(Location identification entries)
>> begin
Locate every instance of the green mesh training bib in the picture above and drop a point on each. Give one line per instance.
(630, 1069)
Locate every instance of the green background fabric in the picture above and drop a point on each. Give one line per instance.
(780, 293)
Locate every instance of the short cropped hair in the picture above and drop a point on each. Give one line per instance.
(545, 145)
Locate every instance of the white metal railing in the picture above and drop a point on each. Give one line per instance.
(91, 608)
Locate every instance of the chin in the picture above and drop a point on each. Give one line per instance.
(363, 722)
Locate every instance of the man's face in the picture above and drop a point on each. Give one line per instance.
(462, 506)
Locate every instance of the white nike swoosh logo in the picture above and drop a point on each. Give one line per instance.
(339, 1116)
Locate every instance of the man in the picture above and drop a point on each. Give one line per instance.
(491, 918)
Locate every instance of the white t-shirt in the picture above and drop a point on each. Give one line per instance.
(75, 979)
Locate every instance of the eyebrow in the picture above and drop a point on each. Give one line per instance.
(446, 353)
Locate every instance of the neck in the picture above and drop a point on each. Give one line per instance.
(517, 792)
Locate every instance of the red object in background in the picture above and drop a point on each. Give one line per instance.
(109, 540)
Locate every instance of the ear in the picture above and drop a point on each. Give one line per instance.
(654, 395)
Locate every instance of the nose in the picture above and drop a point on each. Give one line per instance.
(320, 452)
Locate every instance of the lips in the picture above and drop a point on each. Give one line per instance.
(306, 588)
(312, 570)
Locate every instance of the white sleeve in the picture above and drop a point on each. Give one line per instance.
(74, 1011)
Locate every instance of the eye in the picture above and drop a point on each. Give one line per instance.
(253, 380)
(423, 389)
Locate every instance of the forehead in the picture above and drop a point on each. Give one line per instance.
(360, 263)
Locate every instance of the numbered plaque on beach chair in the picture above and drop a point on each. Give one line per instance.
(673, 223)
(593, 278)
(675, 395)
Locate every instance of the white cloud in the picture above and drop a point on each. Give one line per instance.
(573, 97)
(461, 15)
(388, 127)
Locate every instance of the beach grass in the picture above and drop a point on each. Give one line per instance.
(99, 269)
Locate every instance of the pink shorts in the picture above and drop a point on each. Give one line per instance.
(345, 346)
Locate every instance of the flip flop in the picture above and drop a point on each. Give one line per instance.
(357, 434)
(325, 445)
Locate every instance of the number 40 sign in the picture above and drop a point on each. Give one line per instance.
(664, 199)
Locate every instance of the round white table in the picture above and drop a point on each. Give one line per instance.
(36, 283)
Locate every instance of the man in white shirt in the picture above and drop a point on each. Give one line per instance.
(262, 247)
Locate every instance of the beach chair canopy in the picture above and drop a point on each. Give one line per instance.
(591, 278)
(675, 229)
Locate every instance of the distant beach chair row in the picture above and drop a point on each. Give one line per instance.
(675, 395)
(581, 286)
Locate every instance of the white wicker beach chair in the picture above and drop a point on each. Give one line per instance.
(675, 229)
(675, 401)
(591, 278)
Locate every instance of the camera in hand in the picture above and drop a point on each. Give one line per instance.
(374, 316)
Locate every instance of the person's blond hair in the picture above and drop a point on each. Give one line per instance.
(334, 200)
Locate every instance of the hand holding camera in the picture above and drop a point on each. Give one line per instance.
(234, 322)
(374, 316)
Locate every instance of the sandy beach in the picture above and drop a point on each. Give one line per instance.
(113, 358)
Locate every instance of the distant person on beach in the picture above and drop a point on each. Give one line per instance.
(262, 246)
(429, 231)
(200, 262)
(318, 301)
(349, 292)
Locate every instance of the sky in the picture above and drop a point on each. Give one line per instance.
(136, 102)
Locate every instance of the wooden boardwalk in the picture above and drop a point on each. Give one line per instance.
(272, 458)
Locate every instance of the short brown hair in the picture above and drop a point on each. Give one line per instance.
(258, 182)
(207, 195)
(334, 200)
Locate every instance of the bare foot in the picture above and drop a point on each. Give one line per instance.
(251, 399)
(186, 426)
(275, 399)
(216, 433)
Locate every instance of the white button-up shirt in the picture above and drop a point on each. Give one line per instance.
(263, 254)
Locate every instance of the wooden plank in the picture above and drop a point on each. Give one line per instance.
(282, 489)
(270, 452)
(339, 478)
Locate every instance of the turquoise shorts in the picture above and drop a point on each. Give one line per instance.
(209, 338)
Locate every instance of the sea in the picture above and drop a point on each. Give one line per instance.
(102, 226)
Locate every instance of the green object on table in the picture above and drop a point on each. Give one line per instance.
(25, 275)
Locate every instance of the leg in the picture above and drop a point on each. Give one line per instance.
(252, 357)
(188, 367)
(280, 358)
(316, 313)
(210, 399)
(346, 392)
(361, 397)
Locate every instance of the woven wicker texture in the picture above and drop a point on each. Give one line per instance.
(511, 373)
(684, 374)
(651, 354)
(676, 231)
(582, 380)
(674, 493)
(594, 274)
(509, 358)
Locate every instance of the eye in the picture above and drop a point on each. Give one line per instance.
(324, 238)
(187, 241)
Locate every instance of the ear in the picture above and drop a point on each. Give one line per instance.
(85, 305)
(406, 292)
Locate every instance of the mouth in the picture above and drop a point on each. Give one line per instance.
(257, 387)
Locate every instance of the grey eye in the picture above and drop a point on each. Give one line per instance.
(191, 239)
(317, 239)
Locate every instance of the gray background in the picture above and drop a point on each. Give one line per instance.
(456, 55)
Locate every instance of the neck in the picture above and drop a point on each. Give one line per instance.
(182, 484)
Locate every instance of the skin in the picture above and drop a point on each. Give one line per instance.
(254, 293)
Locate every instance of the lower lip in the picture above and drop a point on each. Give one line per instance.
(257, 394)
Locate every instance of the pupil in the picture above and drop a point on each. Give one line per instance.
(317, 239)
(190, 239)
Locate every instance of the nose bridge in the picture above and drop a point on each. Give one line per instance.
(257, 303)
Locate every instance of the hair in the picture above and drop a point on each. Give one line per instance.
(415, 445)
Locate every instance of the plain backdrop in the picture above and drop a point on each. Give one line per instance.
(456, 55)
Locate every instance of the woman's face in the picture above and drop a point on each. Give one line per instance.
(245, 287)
>> end
*To be done*: Exactly as shown above, return every record.

*Problem solution*:
Locate every instance of the green mesh training bib in the picture above and drop a point on each. Give one line per instance.
(630, 1069)
Locate every instance of the green background fabric in the picture above and drop a point on each. Give one line per instance.
(780, 293)
Locate every instance of the short cropped hair in the picture above and drop a point on each. Give one line per instance.
(545, 145)
Locate every instance of the white metal railing in the picture above and drop a point on each. Give one line per instance.
(91, 608)
Locate every instance of the chin in the picture above and drop a point on each. Give one line per instance.
(363, 722)
Locate every instance of the man's face in the picture above and drop a point on each. Give one line per instance.
(462, 506)
Locate every instance of the white nike swoosh logo in the picture above and drop a point on each. Give one line per instance.
(339, 1116)
Locate every instance of the man in the picture above and drop a point on each. Give one line per instance.
(491, 918)
Locate every instance of the white t-shirt in the picture above and drop a point on each. Give one line per instance.
(75, 979)
Locate every instance of the eyebrow in the picture above and drop a point on each. Give one line per instance.
(446, 353)
Locate every instance of the neck in the picture above and drop a point on each. Give one line per instance.
(517, 792)
Locate every instance of the red object in background in the picture above and drop a point on each. Give one line per instance.
(109, 540)
Locate every instance of the ear in the picture above and drop a point on each. Give one line per instance.
(654, 395)
Locate every instance of the nose in the picture above and drop a point on each. Give one line per instance.
(320, 452)
Locate every instance of the lips in the picture above and drop a point on each. Give one line per instance.
(306, 588)
(312, 570)
Locate every instance of the white sleeve in the picture above and drop a point on each. Give one line per instance.
(74, 1011)
Locate every instance of the eye in the picture above and drop a point on each. Give one line per instance.
(253, 380)
(423, 389)
Locate every instance of the forehead in the picture above and drop a point on each. Give one line per instance.
(360, 263)
Locate every instance of the numbered plaque on beach chair in the picture above and drop a point on each. Give one line per instance.
(673, 223)
(593, 278)
(675, 395)
Locate every instance of the white cloud in the picture above and drop a point on each. Give one line per instance.
(573, 97)
(461, 15)
(388, 127)
Locate every instance of the beach grass in the picture above and drop a point on each. Give one line per instance.
(99, 269)
Locate every instance of the pink shorts in the picture above and drop a point on each. Give one line per instance.
(345, 346)
Locate every instance of the flip flop in the picture above and drop a point on each. Give one line per instance.
(357, 434)
(325, 445)
Locate every instance of the number 40 sign in the picture above and drop a point on each. Give one line per instance.
(664, 199)
Locate every instance of the round white table in the picture above and drop a point on each. Give one line per instance.
(36, 283)
Locate every instance of the man in white shirt in the picture above and drop a point on each. Give one line per instance.
(262, 247)
Locate every instance of the beach chair canopy in the picture above and drop a point on each. Give one line per instance.
(591, 278)
(675, 229)
Locate every instance of the distant beach chair row in the picture above and drop a point on each. Give one line per instance.
(675, 395)
(581, 286)
Locate every instance of the white wicker beach chair in the picture above and drop a point on each. Give one line per instance.
(675, 229)
(675, 401)
(591, 278)
Locate every instance of the camera in hand in the picture above and drop a point on each. Give one line per instance.
(374, 316)
Locate every instance of the person's blond hair in the picture above and drop a point on each. Give one line per instance.
(334, 200)
Locate every instance of the hand holding camera in the picture above and drop a point on each. Give one line per instance.
(234, 322)
(374, 316)
Locate every instance of the sandy beach in the picture above and drop a point on each. Give one line per instance.
(113, 358)
Locate every instance of the distant person on beach in the picture above and drop a point on each. Give one line per instance.
(262, 246)
(429, 231)
(200, 262)
(318, 301)
(349, 292)
Locate every instance of the sky in the picture above and drop a point on each. Give one line per instance.
(136, 102)
Locate every instance of the wooden boardwalk in the picture above and drop a point on each. Give one line per instance.
(272, 458)
Locate every instance of the short brown hair in the picture above and drop a point on each. Give one line per instance.
(258, 182)
(207, 195)
(334, 200)
Locate every instance of the bare foot in the picture above and drop a point on each. Give one line per instance.
(251, 399)
(186, 426)
(275, 399)
(216, 433)
Locate every instance of the white button-up shirt in the picture above and drop a point on each. Give one line per instance.
(263, 254)
Locate every instance of the wooden plank in the picture above and drop a point on each. Give one line per instance.
(282, 489)
(270, 452)
(339, 478)
Locate every instance of the turquoise shorts in the picture above and drop a point on each. Give one line per instance.
(209, 338)
Locate every instance of the sea in the picture above and drop a point on each. Give one line per instance.
(102, 226)
Locate every instance of the green object on table in the picture above and drop a point on each. Give one line per instance.
(25, 275)
Locate every instance of the leg in the picture above and drop a point on each. Give one line per instance.
(252, 357)
(188, 367)
(280, 358)
(316, 313)
(210, 399)
(346, 392)
(361, 397)
Locate every instance of the woven wicker texture in the picture above and drop a point on each. Give one line per instance.
(511, 373)
(684, 374)
(651, 354)
(676, 231)
(582, 380)
(674, 493)
(594, 274)
(509, 358)
Locate every instance of the eye in the picture above and drop a point on each. Give one line per instance.
(324, 238)
(187, 241)
Locate every instance of the ear in the picture above and drop a point on each. Give one line per instance.
(85, 305)
(406, 292)
Locate every instance of the mouth in the picture above and drop a point on each. Give one line per instance.
(257, 387)
Locate every instance of the grey eye in the picture above and drop a point on each. Give one line per instance.
(191, 239)
(317, 239)
Locate every instance of the gray background in the picture above and drop a point on each. Give one line per instance.
(456, 55)
Locate every instance of the neck in the picture above and drop a point on each. Give one line per instance.
(182, 484)
Locate every instance of the skin in the picture above and drop a point on each. Give one line per instance.
(254, 293)
Locate every instance of the lower lip in the picture above and drop a point on each. Give one line per instance.
(257, 394)
Locate every instance of the pupil in the picture above and drop a point on each. Give one line per instance.
(317, 239)
(190, 239)
Locate every instance of the nose bridge in the picture above and drop a point on each. Give one line per instance.
(257, 303)
Locate every instance of the hair in the picture above and drop a point on each. Give one line per instance.
(415, 445)
Locate every instance of the plain backdrop in the picture above and drop a point on each. Give one line per instance.
(456, 55)
Locate every instance of the woman's face in the picture above and drop a point on each. Give one line per instance.
(245, 287)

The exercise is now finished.